§ Source excerpt
● ● ● ●

I've got a CSV formatted with SAS's date9.
output. But dateutil.parser.parse
doesn't recognise it and nor does pandas.to_datetime
(also a question, does to_datetime
use dateutil.parser
?).
They throw:
File "C:\redacted\dateutil\parser.py", line 559, in parse
raise ValueError("Unknown string format")
ValueError: Unknown string format
The format looks like this:
0 12FEB1993
1 12FEB1993
...
16 16NOV1972
17 01SEP2001
18 06JUL2000
19 01FEB2014
With everything that matters in the second column. Is there any library that can solve this or do I have to roll my own? And if it is the latter, how?
Can you pass in the format
argument to pandas.to_datetime()
? Something like: pandas.to_datetime(date_column, format='%d%b%Y')
If you can get the dates as strings, then any date-parsing function that takes strptime
formatting should work with the pattern %d%b%Y
:
>>> datetime.datetime.strptime('12FEB1993', '%d%b%Y')
datetime.datetime(1993, 2, 12, 0, 0)
EDIT:
It looks like pandas.to_datetime()
results in pandas.Timestamp
objects, which, due to resolution limits are limited to ~584 years, or a max year of 2262.
Because you have date-string that extend beyond that, you could read the column in as a string, and then call apply
to convert the values into date
objects:
import datetime
my_df['date'] = my_df['date_text'].apply(lambda x: datetime.datetime.strptime(x, '%d%b%Y').date())

● ● ● ●

§ Recorded information
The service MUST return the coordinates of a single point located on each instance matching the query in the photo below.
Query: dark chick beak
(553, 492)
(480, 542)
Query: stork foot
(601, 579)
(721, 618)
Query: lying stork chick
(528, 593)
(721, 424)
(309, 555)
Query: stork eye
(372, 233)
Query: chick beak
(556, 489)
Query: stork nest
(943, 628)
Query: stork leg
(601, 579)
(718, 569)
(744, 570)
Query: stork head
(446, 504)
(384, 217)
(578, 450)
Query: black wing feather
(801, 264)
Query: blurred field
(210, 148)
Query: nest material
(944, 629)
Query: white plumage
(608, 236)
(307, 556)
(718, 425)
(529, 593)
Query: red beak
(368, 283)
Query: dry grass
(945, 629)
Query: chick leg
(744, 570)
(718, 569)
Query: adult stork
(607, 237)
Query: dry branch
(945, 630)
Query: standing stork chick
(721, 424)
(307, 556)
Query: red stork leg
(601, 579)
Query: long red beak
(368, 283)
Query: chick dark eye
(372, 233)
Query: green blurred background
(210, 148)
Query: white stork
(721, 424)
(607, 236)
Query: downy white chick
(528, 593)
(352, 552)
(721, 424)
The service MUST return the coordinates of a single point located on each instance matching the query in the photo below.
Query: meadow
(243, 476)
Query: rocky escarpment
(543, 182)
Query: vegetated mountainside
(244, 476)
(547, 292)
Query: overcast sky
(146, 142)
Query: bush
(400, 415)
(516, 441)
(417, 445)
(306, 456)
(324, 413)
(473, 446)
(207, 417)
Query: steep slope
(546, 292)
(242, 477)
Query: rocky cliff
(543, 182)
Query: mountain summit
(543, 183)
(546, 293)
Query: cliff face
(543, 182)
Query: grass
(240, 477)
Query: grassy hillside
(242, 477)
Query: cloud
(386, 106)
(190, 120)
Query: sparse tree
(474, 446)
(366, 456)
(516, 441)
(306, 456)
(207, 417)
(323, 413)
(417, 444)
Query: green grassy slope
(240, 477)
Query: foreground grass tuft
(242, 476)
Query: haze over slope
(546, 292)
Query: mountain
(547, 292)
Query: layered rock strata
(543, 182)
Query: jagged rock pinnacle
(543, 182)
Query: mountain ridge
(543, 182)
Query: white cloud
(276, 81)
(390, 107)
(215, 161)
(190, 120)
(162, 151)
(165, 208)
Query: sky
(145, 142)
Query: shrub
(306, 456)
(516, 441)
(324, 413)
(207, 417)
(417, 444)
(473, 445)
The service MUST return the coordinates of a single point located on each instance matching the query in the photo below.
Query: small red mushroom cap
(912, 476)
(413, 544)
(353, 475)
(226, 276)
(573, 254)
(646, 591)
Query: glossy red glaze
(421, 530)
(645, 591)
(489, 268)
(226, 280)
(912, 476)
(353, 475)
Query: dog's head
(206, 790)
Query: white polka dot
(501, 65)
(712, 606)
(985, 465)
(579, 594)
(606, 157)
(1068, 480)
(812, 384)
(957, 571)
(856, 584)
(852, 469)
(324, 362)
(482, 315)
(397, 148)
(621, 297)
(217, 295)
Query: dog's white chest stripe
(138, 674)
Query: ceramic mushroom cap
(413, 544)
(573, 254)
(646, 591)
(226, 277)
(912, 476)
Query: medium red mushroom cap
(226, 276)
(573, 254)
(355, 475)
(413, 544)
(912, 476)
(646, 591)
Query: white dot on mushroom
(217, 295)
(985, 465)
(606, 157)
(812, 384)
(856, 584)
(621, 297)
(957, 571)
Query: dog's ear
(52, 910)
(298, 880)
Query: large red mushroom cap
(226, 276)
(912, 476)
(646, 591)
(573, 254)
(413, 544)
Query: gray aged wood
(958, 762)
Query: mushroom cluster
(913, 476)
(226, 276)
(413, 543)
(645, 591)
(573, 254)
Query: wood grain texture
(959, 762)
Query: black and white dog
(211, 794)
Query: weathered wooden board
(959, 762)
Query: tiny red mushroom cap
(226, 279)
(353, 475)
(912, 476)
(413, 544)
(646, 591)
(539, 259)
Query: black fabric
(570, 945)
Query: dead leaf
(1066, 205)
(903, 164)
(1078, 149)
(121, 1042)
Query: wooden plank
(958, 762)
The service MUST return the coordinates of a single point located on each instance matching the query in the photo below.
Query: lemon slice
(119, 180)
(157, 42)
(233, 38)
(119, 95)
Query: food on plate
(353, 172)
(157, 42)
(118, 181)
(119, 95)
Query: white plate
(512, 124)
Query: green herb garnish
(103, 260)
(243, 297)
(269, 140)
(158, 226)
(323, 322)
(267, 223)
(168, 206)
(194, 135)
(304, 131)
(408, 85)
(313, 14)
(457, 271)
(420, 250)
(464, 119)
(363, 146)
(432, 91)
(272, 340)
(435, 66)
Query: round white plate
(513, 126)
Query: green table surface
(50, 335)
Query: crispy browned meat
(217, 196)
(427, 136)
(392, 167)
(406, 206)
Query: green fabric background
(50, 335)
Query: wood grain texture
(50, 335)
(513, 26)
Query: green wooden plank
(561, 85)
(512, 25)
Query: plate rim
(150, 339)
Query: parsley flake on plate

● ● ● ●

§ Goals
**A.** Copy from the thread on parsing SAS date9 dates the part that opens with the words containing "16 16NOV1972" and closes with "like: pandas.to_datetime(date_column, format='%d%b%Y')".
**B.** In the thread on parsing SAS date9 dates, what maximum year is given for pandas.Timestamp objects?

§ Solution set
**A.**
16 16NOV1972
17 01SEP2001
18 06JUL2000
19 01FEB2014
With everything that matters in the second column. Is there any library that can solve this or do I have to roll my own? And if it is the latter, how?
Can you pass in the format
argument to pandas.to_datetime()
? Something like: pandas.to_datetime(date_column, format='%d%b%Y')

**B.** 2262